Thursday, 31 January 2008

Eric Coates – Master of Light Music


I was asked by a more ‘intellectual’ musical friend the other day why I liked the music of Eric Coates. 
I freely admit that this so-called ‘light music’ composer often moves me more than some of the more serious candidates including Beethoven himself. There is something deeply comforting about pieces such as the Merrymakers Overture and the Three Bears Fantasy. My mother would probably have said that it was the musical equivalent of nursery food – Ginger Sponge, Bread and Butter Pudding and Pineapple Upside Down Cake. Nothing to do with the consistency of the mixture, I hasten to add – more to do with the 'feel good' factor!
As people get older they often look to the age of their infancy and see there a kind of Golden Age – a fairer and more pleasant land where everything was ‘decent and in order,’ when life was quite simply, simpler.
Eric Coates music takes me into a world of Routemaster buses, steam trains, seaside holidays at Morecambe and Hillman Minx cars. It is very easy to allow ones mind to drift down country lanes and linger at the edge of leaf fringed lakes. If I was honest I see this music in the same tones as 1950’s British Railway posters – a kind of idealised England. Yet it is the kind of England that I would really like to live in.

● ● ● ●

- **Work to do**: Rework the Eric Coates post from "Eric Coates –" up to and including "the 'feel good' factor!", swapping "Beethoven" for "Brahms".

● ● ● ●

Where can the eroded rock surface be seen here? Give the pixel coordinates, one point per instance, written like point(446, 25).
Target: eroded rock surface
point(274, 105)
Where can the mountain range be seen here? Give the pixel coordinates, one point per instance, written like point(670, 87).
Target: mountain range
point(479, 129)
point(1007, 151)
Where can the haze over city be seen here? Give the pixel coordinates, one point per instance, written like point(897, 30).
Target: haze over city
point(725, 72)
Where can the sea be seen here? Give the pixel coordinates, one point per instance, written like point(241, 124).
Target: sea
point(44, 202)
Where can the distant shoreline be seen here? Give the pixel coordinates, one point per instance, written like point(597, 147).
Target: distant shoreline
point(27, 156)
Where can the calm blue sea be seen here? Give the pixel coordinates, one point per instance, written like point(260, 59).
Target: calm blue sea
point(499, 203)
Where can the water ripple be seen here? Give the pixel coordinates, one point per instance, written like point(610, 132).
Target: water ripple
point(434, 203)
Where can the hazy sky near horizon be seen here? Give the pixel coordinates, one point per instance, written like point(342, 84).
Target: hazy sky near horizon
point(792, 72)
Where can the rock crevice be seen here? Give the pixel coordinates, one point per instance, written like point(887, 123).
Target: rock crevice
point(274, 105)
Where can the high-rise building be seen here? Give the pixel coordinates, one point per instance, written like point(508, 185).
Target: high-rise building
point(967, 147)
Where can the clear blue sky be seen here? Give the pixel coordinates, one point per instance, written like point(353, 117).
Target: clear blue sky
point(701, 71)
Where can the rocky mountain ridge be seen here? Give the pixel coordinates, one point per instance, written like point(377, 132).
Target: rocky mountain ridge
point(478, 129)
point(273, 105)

● ● ● ●

- **Final answer**:
Eric Coates – Master of Light Music


I was asked by a more ‘intellectual’ musical friend the other day why I liked the music of Eric Coates. 
I freely admit that this so-called ‘light music’ composer often moves me more than some of the more serious candidates including Brahms himself. There is something deeply comforting about pieces such as the Merrymakers Overture and the Three Bears Fantasy. My mother would probably have said that it was the musical equivalent of nursery food – Ginger Sponge, Bread and Butter Pudding and Pineapple Upside Down Cake. Nothing to do with the consistency of the mixture, I hasten to add – more to do with the 'feel good' factor!